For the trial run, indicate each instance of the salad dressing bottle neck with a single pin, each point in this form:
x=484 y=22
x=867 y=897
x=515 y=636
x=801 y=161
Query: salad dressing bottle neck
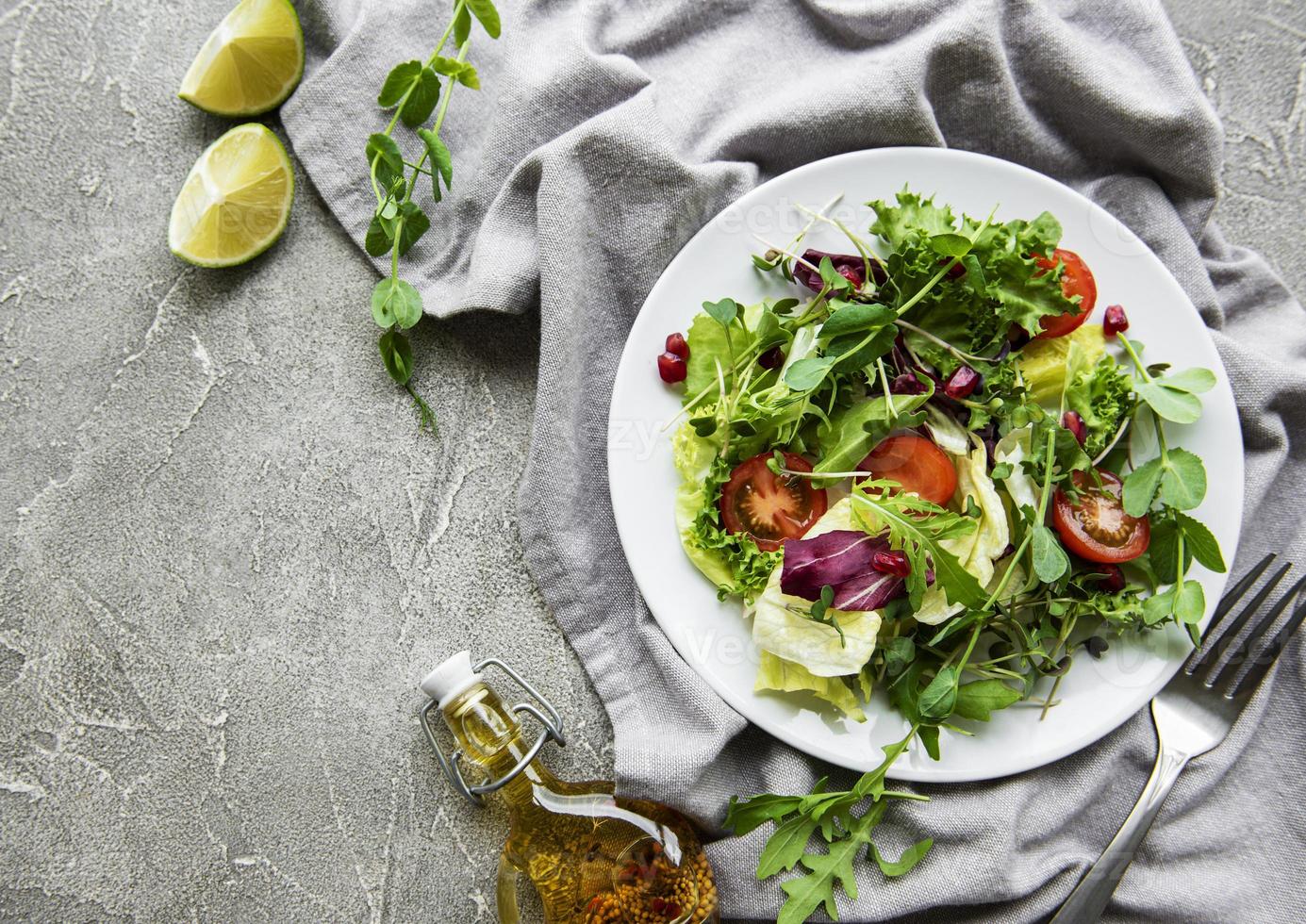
x=592 y=856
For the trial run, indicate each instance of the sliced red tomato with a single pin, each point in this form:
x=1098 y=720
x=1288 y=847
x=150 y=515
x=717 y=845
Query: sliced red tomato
x=916 y=464
x=767 y=506
x=1096 y=527
x=1078 y=279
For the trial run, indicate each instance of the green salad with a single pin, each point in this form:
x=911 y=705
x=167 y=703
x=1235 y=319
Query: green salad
x=928 y=471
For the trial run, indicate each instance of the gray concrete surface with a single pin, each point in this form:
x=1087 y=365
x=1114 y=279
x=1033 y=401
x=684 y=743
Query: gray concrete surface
x=227 y=553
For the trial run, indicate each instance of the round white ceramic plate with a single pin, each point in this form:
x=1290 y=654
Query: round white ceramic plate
x=712 y=635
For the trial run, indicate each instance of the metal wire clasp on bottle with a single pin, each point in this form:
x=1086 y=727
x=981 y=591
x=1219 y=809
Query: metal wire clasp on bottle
x=552 y=722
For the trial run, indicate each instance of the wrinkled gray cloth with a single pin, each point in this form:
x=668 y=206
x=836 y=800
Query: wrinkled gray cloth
x=607 y=133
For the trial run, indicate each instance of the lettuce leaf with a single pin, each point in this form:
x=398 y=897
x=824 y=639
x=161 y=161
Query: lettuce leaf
x=979 y=550
x=1102 y=397
x=1044 y=363
x=785 y=676
x=851 y=432
x=780 y=627
x=735 y=564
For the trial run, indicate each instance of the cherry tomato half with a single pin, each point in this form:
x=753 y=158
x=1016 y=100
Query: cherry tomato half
x=916 y=464
x=767 y=506
x=1096 y=527
x=1078 y=279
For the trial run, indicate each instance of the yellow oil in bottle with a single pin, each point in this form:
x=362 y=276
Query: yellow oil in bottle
x=590 y=855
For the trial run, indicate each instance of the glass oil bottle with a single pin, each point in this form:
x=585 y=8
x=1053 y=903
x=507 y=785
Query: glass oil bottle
x=593 y=858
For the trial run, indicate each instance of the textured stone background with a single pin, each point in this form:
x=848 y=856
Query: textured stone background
x=226 y=553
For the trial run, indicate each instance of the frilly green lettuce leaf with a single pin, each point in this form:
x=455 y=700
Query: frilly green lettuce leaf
x=785 y=676
x=1044 y=363
x=1014 y=449
x=979 y=550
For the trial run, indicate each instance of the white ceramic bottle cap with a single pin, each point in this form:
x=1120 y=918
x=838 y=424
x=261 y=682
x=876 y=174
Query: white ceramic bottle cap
x=451 y=678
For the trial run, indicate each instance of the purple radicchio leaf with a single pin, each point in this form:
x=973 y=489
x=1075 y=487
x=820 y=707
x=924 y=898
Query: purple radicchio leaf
x=868 y=590
x=830 y=559
x=844 y=560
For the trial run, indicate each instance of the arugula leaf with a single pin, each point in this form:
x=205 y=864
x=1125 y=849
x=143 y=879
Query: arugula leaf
x=898 y=654
x=1049 y=557
x=904 y=865
x=940 y=696
x=857 y=318
x=1184 y=601
x=806 y=893
x=1181 y=407
x=1140 y=487
x=786 y=846
x=918 y=537
x=746 y=815
x=849 y=435
x=806 y=373
x=1194 y=381
x=723 y=312
x=980 y=699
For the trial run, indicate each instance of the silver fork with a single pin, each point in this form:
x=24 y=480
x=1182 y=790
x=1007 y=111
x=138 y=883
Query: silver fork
x=1191 y=718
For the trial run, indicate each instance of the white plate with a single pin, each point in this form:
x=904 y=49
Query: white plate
x=1096 y=696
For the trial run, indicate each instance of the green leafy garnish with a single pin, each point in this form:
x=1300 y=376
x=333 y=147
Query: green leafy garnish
x=413 y=89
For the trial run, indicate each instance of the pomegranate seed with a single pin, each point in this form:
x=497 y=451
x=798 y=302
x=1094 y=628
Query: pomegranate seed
x=891 y=563
x=772 y=357
x=1116 y=322
x=675 y=343
x=1112 y=580
x=1075 y=424
x=962 y=383
x=671 y=369
x=906 y=384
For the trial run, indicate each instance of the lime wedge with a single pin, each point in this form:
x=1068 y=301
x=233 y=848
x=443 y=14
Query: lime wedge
x=251 y=61
x=235 y=201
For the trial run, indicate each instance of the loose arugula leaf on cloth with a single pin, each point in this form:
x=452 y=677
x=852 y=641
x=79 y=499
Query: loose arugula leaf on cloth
x=413 y=89
x=905 y=863
x=798 y=818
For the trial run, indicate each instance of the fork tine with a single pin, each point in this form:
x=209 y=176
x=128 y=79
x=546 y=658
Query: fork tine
x=1229 y=671
x=1210 y=654
x=1267 y=655
x=1235 y=593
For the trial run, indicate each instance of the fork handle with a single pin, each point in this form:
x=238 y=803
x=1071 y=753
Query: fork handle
x=1091 y=897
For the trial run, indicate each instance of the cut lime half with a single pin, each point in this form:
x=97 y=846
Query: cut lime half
x=235 y=201
x=251 y=61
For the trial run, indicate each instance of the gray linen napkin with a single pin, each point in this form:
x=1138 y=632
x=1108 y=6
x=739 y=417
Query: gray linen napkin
x=607 y=132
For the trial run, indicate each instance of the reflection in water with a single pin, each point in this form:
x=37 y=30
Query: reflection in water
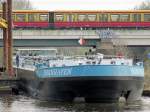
x=10 y=103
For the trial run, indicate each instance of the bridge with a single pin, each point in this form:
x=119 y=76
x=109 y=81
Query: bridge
x=47 y=38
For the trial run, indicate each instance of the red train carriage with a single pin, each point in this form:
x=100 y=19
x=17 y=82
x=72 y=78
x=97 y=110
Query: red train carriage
x=78 y=19
x=31 y=19
x=91 y=19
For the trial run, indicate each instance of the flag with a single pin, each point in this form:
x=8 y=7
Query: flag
x=82 y=41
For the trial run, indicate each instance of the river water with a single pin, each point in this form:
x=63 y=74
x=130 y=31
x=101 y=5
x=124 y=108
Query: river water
x=11 y=103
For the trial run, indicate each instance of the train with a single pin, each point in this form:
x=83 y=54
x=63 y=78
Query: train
x=81 y=19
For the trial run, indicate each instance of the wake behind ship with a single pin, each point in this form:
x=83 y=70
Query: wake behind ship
x=96 y=78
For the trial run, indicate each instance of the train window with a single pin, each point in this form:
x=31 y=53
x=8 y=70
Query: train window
x=146 y=17
x=115 y=17
x=20 y=17
x=31 y=18
x=43 y=17
x=92 y=17
x=136 y=17
x=103 y=17
x=81 y=17
x=59 y=17
x=70 y=18
x=124 y=17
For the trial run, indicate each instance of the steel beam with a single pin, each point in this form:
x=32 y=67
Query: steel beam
x=5 y=37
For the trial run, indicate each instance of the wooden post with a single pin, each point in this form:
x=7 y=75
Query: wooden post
x=10 y=41
x=5 y=37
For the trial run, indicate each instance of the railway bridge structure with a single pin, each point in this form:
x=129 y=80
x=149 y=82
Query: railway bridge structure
x=59 y=38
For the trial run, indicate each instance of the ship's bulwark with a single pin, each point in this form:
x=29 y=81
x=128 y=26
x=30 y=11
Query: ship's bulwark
x=94 y=88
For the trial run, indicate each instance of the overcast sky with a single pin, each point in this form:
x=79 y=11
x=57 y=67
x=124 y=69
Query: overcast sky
x=85 y=4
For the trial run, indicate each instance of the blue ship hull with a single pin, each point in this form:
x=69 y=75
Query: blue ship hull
x=96 y=83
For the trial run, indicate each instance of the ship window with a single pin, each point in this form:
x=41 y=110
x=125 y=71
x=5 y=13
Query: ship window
x=82 y=17
x=103 y=17
x=146 y=17
x=31 y=18
x=20 y=17
x=115 y=17
x=92 y=17
x=70 y=18
x=136 y=17
x=43 y=17
x=59 y=17
x=124 y=17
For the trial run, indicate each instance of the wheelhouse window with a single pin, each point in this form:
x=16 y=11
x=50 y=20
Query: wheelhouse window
x=124 y=18
x=82 y=17
x=59 y=17
x=146 y=17
x=91 y=17
x=31 y=18
x=20 y=17
x=136 y=17
x=43 y=17
x=103 y=17
x=115 y=17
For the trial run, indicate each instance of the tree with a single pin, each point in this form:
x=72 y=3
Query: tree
x=22 y=5
x=143 y=6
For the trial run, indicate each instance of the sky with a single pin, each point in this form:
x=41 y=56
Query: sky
x=85 y=4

------------------------------------------------------------

Locate the line with "For the trial run, indicate each instance of the wooden" in the entries above; extract it and every line after it, verbatim.

**Exercise response**
For the trial run, indicate each instance of the wooden post with a single pin, each point in this form:
x=7 y=75
Query: wooden post
x=10 y=41
x=5 y=37
For the trial run, indicate each instance of the railway bridge structure with a single pin, each point in this form:
x=129 y=80
x=149 y=82
Query: railway bridge structure
x=59 y=38
For the trial run, indicate each instance of the ship's bulwark with a single pin, each point in this form:
x=29 y=81
x=128 y=26
x=30 y=11
Query: ship's bulwark
x=94 y=88
For the trial run, indicate each instance of the overcast sky with a single pin, each point in this form:
x=79 y=11
x=57 y=67
x=124 y=69
Query: overcast sky
x=85 y=4
For the trial run, indicate each instance of the blue ship hull with a single pin, each point in this form:
x=69 y=75
Query: blue ship hull
x=96 y=83
For the trial run, indicate each instance of the ship window with a single pin, each point in this form:
x=41 y=110
x=125 y=71
x=5 y=13
Query: ship window
x=82 y=17
x=103 y=17
x=146 y=17
x=31 y=18
x=20 y=17
x=115 y=17
x=92 y=17
x=70 y=18
x=136 y=17
x=43 y=17
x=59 y=17
x=124 y=17
For the trial run, indicate each instance of the wheelhouse window with a single pin, each point in this form:
x=16 y=11
x=50 y=20
Query: wheelhouse window
x=124 y=18
x=82 y=17
x=59 y=17
x=146 y=17
x=91 y=17
x=31 y=18
x=20 y=17
x=136 y=17
x=43 y=17
x=103 y=17
x=115 y=17
For the trial run, indicate each instance of the tree with a single pin, each point in this form:
x=72 y=3
Query: tree
x=22 y=5
x=143 y=6
For the trial run, indicate each instance of the sky with a single pin, each point in this form:
x=41 y=56
Query: sky
x=85 y=4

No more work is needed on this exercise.